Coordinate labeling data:
════

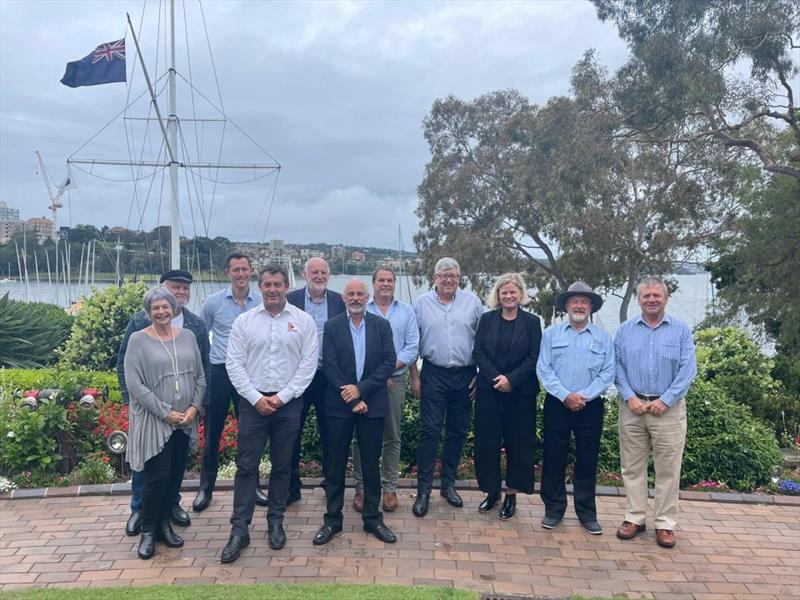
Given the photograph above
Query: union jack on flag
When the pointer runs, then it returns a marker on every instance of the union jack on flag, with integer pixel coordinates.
(105, 64)
(109, 51)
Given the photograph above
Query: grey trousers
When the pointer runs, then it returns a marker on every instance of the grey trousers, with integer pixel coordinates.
(390, 457)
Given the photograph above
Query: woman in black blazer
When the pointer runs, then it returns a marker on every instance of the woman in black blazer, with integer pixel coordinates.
(506, 350)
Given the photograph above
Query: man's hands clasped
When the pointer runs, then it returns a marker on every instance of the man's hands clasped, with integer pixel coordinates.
(638, 406)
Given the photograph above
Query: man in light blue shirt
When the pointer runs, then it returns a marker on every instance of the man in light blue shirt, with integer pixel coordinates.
(448, 320)
(219, 312)
(575, 366)
(655, 365)
(405, 333)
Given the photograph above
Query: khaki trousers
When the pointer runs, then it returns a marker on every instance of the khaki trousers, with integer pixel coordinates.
(390, 456)
(667, 436)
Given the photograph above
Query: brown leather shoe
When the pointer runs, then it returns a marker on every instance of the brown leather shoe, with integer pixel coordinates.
(628, 530)
(665, 538)
(390, 501)
(358, 501)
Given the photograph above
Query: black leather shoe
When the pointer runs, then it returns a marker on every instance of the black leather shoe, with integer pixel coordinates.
(201, 501)
(420, 508)
(233, 549)
(592, 526)
(451, 495)
(381, 532)
(509, 506)
(164, 533)
(276, 536)
(489, 502)
(293, 497)
(134, 524)
(147, 545)
(325, 534)
(550, 522)
(261, 498)
(179, 516)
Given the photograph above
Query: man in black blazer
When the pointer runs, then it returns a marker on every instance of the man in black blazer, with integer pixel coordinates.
(322, 304)
(358, 359)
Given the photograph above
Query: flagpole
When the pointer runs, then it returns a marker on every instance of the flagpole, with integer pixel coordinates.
(171, 138)
(175, 240)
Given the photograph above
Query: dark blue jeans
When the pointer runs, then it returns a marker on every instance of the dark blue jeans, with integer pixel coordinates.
(137, 482)
(445, 403)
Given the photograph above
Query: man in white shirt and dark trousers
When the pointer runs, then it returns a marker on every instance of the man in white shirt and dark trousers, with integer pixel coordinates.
(272, 357)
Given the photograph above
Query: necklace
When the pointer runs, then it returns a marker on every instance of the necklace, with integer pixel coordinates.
(173, 359)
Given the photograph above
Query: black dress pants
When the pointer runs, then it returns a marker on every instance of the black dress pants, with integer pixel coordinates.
(445, 402)
(222, 395)
(313, 396)
(559, 424)
(369, 436)
(254, 430)
(505, 420)
(160, 485)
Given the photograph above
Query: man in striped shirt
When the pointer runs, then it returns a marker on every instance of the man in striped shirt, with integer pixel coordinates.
(655, 365)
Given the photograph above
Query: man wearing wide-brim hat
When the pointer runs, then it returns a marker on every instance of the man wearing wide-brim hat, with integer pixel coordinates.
(575, 366)
(178, 282)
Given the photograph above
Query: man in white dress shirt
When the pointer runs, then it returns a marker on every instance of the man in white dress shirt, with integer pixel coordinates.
(272, 357)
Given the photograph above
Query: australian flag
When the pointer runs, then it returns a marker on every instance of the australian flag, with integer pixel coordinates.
(106, 64)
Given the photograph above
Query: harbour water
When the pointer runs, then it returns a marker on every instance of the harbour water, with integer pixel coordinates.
(688, 303)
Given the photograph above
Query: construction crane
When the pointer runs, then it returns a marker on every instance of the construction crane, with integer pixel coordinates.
(55, 200)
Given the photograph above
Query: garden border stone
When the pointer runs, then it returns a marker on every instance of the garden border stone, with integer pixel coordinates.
(124, 488)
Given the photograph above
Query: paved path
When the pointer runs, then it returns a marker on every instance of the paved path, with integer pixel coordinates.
(724, 551)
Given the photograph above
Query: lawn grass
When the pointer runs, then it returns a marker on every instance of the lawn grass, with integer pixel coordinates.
(270, 591)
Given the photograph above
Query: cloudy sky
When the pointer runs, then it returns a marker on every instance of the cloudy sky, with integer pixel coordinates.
(334, 91)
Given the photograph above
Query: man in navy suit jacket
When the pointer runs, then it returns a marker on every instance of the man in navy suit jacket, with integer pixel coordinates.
(322, 304)
(358, 358)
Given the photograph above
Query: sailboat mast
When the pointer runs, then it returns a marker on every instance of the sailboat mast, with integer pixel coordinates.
(172, 127)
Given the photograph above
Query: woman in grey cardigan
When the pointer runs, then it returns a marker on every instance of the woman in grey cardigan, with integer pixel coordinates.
(165, 379)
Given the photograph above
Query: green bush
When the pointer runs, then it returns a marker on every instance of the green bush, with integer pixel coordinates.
(31, 439)
(724, 442)
(63, 379)
(30, 332)
(93, 470)
(735, 364)
(99, 327)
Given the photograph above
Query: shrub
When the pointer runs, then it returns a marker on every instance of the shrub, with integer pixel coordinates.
(93, 470)
(69, 381)
(99, 327)
(31, 439)
(735, 364)
(30, 332)
(724, 442)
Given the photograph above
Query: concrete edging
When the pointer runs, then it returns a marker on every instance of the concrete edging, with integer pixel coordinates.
(121, 489)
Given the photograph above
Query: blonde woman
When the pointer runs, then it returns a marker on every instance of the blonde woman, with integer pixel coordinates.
(506, 350)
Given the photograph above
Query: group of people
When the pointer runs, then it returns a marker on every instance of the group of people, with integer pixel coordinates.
(350, 356)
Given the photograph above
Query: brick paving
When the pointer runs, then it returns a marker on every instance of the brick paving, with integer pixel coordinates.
(724, 551)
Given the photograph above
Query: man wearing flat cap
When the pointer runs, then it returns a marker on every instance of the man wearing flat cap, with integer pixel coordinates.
(575, 366)
(179, 283)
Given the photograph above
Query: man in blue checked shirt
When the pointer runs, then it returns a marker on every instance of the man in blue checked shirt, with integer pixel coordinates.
(405, 333)
(655, 365)
(575, 366)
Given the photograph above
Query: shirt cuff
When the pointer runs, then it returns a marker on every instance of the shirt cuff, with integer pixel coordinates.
(253, 397)
(625, 392)
(668, 399)
(285, 395)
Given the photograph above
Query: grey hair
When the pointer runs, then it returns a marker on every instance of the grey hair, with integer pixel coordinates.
(446, 263)
(156, 294)
(305, 266)
(493, 300)
(650, 281)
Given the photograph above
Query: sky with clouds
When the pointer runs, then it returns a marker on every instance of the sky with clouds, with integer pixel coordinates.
(335, 92)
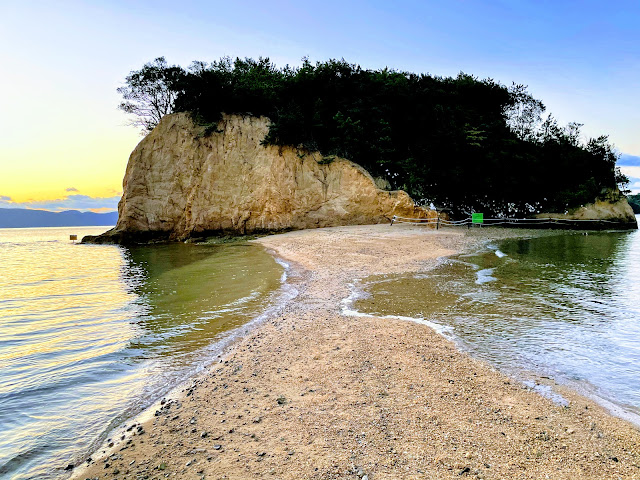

════

Report each line in the entries above that contains the word "water", matching case exactly.

Query: harbour water
When the pointer runs, then it returns a marker on every instance of the harbour water, with integer pixel coordinates.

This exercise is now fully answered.